Data rows.
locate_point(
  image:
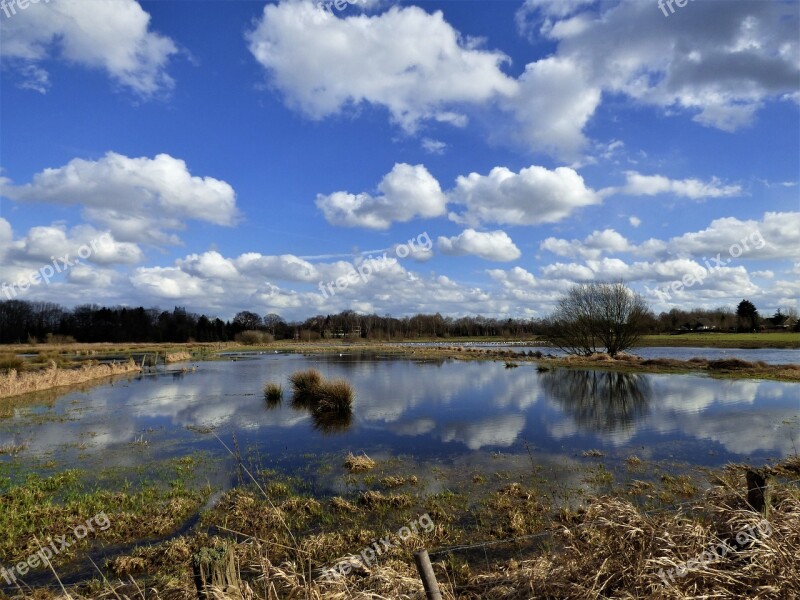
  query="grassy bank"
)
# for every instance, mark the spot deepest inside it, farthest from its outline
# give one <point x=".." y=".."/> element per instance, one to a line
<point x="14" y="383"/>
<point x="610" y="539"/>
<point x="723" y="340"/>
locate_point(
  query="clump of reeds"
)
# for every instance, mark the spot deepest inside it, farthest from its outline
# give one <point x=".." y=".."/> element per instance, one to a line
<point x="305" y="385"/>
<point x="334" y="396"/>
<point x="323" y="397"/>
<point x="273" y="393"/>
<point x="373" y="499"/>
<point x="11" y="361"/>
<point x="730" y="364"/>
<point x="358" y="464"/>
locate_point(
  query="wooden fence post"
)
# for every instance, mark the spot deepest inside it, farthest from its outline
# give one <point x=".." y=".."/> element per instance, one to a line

The exercise. Report each line of the entries above that contains the string "query", copying every such line in full.

Solution to this problem.
  query="grassy bank"
  query="clump of reeds"
  query="wooden fence post"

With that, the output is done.